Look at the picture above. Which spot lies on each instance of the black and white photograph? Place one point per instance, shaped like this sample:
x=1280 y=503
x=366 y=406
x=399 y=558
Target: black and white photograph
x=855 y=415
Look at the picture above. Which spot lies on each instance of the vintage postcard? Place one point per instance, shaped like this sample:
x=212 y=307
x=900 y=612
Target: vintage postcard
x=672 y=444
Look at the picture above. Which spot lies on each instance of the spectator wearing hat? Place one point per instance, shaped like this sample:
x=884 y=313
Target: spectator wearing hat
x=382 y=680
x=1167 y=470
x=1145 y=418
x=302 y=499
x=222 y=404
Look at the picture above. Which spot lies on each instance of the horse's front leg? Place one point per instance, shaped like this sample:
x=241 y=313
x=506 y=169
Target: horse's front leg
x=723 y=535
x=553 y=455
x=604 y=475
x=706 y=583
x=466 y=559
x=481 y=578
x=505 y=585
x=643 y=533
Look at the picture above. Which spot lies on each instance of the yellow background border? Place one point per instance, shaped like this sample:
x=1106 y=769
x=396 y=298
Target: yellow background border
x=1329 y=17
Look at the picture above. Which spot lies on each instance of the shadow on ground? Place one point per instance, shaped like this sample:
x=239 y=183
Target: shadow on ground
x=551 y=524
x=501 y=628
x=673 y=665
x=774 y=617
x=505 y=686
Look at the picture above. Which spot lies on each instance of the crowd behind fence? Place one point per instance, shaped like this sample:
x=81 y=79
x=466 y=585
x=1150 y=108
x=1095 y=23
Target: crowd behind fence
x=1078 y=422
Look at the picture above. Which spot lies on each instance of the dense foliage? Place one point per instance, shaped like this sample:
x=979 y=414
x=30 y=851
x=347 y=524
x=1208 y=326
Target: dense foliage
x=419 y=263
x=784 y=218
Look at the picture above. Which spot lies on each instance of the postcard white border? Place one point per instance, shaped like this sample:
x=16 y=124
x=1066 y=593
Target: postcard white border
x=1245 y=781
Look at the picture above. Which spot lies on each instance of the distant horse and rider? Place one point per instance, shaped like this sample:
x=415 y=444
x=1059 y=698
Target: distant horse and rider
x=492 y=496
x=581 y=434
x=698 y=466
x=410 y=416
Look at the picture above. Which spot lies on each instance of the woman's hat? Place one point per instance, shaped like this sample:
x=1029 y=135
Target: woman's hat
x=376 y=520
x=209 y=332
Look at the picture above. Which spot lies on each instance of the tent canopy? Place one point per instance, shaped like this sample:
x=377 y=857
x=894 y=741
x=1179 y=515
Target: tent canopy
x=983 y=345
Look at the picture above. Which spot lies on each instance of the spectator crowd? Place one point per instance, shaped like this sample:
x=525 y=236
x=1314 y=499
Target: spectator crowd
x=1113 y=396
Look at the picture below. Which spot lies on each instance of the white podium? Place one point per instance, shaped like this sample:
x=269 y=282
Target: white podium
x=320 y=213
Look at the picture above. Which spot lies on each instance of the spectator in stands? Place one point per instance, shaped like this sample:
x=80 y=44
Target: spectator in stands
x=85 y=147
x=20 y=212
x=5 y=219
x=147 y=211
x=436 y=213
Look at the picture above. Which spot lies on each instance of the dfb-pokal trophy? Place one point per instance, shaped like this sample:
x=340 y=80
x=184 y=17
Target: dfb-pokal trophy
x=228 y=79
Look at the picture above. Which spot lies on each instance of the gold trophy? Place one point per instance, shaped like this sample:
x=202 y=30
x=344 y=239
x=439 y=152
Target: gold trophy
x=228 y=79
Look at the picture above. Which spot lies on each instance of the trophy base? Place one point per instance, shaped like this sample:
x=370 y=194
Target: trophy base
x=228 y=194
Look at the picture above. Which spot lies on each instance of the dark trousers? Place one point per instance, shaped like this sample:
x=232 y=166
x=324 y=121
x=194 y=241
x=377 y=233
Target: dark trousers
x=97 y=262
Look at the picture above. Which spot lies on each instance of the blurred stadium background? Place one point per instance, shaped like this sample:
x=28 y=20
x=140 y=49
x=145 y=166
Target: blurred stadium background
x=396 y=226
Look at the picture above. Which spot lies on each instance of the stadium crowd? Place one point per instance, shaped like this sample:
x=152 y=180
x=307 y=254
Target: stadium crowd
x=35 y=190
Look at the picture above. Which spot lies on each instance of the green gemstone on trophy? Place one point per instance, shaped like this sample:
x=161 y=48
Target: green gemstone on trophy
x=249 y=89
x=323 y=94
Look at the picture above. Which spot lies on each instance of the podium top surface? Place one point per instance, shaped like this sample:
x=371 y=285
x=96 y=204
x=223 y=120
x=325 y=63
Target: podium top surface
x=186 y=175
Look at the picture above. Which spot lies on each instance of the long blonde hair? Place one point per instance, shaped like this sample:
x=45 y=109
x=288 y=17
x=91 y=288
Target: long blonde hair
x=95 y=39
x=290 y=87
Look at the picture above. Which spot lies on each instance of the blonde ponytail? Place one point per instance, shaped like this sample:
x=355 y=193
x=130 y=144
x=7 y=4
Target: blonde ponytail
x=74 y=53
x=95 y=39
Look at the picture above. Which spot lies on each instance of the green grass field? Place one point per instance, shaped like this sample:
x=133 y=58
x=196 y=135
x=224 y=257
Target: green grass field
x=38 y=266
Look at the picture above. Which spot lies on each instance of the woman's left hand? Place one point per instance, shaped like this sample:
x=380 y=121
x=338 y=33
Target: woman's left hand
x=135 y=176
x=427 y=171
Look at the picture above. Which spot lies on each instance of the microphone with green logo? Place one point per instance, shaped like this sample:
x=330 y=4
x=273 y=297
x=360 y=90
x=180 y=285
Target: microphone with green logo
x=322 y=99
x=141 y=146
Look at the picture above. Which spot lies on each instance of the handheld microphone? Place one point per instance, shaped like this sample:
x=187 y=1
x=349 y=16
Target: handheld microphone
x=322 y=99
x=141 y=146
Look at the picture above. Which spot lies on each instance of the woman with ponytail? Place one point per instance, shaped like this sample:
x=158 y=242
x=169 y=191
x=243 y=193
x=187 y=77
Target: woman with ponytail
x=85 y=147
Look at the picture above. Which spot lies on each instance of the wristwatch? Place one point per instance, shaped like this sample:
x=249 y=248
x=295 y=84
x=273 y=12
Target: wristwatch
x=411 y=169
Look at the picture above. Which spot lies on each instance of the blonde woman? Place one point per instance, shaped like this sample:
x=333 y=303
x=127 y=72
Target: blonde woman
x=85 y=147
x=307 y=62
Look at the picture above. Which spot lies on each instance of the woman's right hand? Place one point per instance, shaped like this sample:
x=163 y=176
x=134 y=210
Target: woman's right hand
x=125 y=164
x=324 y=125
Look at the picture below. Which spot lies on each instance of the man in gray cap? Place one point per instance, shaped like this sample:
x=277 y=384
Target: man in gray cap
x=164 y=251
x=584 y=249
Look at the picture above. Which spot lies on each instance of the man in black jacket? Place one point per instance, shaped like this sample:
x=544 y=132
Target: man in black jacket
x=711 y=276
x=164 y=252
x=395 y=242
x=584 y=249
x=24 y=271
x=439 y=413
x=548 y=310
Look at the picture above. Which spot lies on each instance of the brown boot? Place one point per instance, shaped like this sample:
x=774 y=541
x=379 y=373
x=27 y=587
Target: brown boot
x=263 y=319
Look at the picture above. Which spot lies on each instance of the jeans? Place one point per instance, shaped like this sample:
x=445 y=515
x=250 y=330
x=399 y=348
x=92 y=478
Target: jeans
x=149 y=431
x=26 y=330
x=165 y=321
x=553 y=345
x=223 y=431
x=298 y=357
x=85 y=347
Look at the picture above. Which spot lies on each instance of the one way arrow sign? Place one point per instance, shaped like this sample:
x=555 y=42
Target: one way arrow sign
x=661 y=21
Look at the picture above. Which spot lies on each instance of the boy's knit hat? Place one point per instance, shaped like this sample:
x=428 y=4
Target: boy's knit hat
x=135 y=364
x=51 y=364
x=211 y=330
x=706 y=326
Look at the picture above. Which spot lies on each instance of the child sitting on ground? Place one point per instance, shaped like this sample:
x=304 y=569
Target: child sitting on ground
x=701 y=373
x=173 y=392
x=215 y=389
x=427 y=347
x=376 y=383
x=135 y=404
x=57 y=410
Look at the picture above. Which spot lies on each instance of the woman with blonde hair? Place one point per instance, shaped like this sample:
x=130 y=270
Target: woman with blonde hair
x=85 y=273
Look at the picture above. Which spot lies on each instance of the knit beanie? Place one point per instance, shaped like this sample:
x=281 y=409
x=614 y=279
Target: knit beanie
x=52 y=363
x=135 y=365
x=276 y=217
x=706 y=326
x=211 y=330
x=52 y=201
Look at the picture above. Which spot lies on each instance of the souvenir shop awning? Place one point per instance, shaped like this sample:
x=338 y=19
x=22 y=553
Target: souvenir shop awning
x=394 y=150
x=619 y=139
= = = =
> [Exercise requirements]: Put the lines of the data from the very first line through the line holding "x=222 y=404", inclusive, into a numbered list, leaving out any blank lines.

> [Solved exercise]:
1. Look at the picture above. Which spot lies on each instance of the black and white photograph? Place one point per instance, shaped like this sample:
2. x=1280 y=503
3. x=366 y=406
4. x=399 y=558
5. Target: black and white photograph
6. x=855 y=415
7. Look at the picture above. Which spot lies on each instance of the vintage postcard? Place one point per instance, shaped like this sample:
8. x=212 y=307
9. x=900 y=612
10. Target: vintage postcard
11. x=672 y=444
12. Look at the picture above. Which spot lies on each instance of the spectator wearing hat? Place one point per instance, shaped like this sample:
13. x=884 y=313
14. Target: spectator wearing hat
15. x=382 y=680
16. x=1167 y=470
17. x=1145 y=418
18. x=302 y=499
19. x=222 y=404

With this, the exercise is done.